● **Extracted material**
○ ○ ○
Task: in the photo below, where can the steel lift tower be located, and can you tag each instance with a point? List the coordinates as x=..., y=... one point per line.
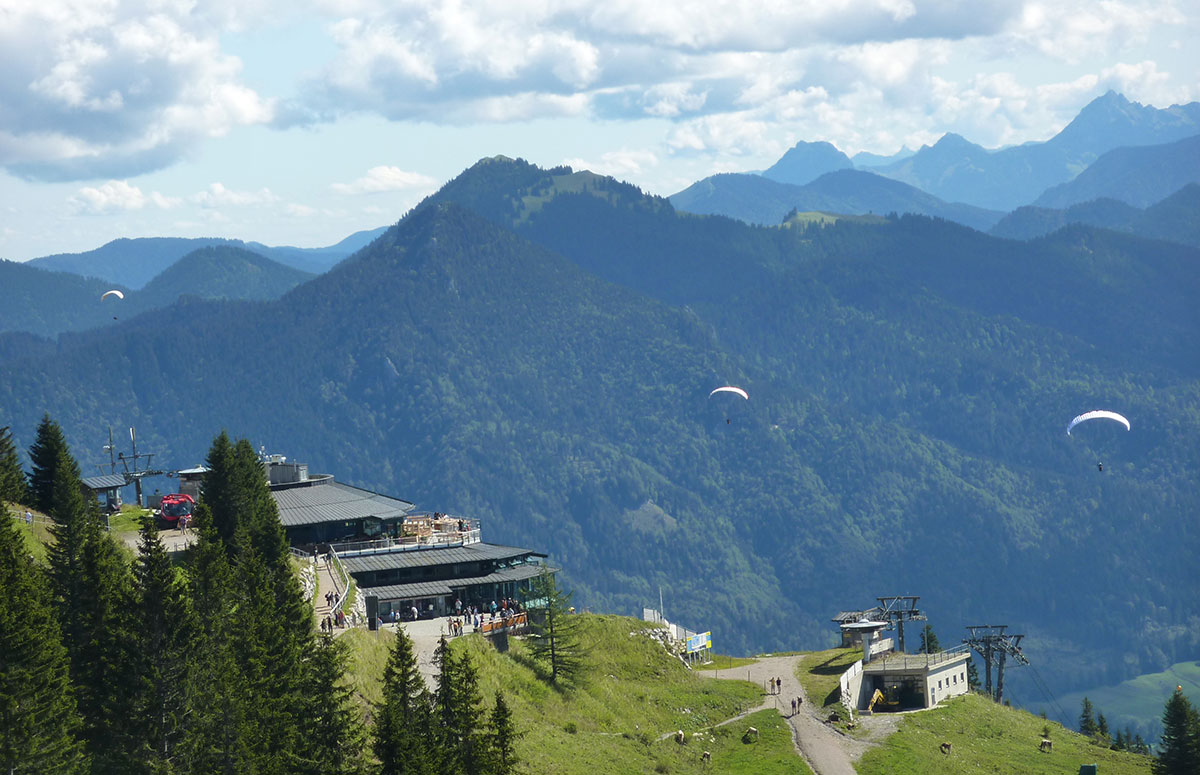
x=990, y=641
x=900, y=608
○ ○ ○
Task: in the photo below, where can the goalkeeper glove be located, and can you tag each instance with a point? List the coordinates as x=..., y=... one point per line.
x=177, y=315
○ ○ ○
● **What is required**
Can you copy out verbatim only the lines starting with the one that contains "Task: in the photo below, where can the goalkeeper" and going on through the one that contains "x=177, y=315", both included?

● **Task solution**
Task: in the photo below, where can the goalkeeper glove be located, and can you tag each instance with a point? List the coordinates as x=..., y=... one point per line.
x=177, y=315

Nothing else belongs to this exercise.